Dataset excerpt
::::

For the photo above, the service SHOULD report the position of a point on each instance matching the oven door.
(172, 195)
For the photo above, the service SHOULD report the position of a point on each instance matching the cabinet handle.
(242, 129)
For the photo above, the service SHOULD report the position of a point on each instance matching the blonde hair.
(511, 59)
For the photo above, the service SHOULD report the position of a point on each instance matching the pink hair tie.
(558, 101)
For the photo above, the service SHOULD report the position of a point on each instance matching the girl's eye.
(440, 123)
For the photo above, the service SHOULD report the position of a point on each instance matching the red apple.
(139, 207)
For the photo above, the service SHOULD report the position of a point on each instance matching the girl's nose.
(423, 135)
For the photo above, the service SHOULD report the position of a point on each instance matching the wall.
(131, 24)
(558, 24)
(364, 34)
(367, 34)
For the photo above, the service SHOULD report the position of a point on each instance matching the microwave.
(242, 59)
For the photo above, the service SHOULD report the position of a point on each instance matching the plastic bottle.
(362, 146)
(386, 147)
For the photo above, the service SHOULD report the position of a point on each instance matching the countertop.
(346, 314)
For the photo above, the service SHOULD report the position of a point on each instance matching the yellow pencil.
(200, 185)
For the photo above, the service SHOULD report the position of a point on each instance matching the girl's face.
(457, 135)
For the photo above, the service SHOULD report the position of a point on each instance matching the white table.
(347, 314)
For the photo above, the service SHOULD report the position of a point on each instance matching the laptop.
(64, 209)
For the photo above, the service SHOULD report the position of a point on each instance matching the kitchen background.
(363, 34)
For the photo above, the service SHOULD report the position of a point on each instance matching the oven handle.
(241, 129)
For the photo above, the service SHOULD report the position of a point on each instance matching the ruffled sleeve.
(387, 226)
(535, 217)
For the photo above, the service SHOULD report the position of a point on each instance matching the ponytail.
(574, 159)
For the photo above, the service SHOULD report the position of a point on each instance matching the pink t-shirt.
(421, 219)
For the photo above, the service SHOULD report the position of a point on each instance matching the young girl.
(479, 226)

::::

**WHAT IS BEING ASKED**
Please retype every row above word for word, with nothing changed.

**FINAL RESULT**
For the photo above, the service SHOULD report the position of a point on each instance matching the oven door.
(172, 195)
For the photo above, the service SHOULD report the position of a point on each instance matching the cabinet handle.
(242, 129)
For the photo above, the service SHOULD report the position of a point on each instance matching the blonde hair.
(511, 59)
For the photo above, the service SHOULD report the position of a point on each instance matching the pink hair tie.
(558, 101)
For the photo above, the service SHOULD report the position of a point on each instance matching the girl's eye.
(440, 123)
For the photo above, the service SHOULD report the position of a point on each instance matching the red apple.
(139, 207)
For the photo above, the service SHOULD report the position of a point on each instance matching the girl's nose.
(423, 135)
For the photo above, the service SHOULD report the position of a point on each instance matching the wall.
(131, 24)
(558, 24)
(364, 34)
(367, 34)
For the photo above, the service SHOULD report the position of a point on each instance matching the microwave.
(242, 59)
For the photo above, the service SHOULD report the position of a point on each instance matching the plastic bottle.
(362, 146)
(386, 147)
For the photo above, the service SHOULD report the position of a point on each instance matching the countertop.
(346, 314)
For the photo above, the service SHOULD report the position of a point on each instance matching the yellow pencil.
(200, 185)
For the photo above, the service SHOULD report the position of a point on each instance matching the girl's face.
(457, 135)
For the photo above, the service SHOULD report the position of a point on each instance matching the white table.
(347, 314)
For the photo above, the service SHOULD report the position of a point on each instance matching the laptop.
(64, 209)
For the photo above, the service SHOULD report the position of a point on each instance matching the kitchen background.
(363, 34)
For the photo above, the service SHOULD report the position of a point on each instance matching the oven handle.
(241, 129)
For the photo above, the service SHOULD report the position of a point on each instance matching the ruffled sleeve.
(387, 226)
(535, 217)
For the photo above, the service SHOULD report the position of a point on each instance matching the ponytail.
(574, 159)
For the photo above, the service SHOULD report the position of a point on each instance matching the pink t-shirt.
(421, 219)
For the photo above, the service SHOULD report the position of a point on each instance matching the young girl.
(479, 226)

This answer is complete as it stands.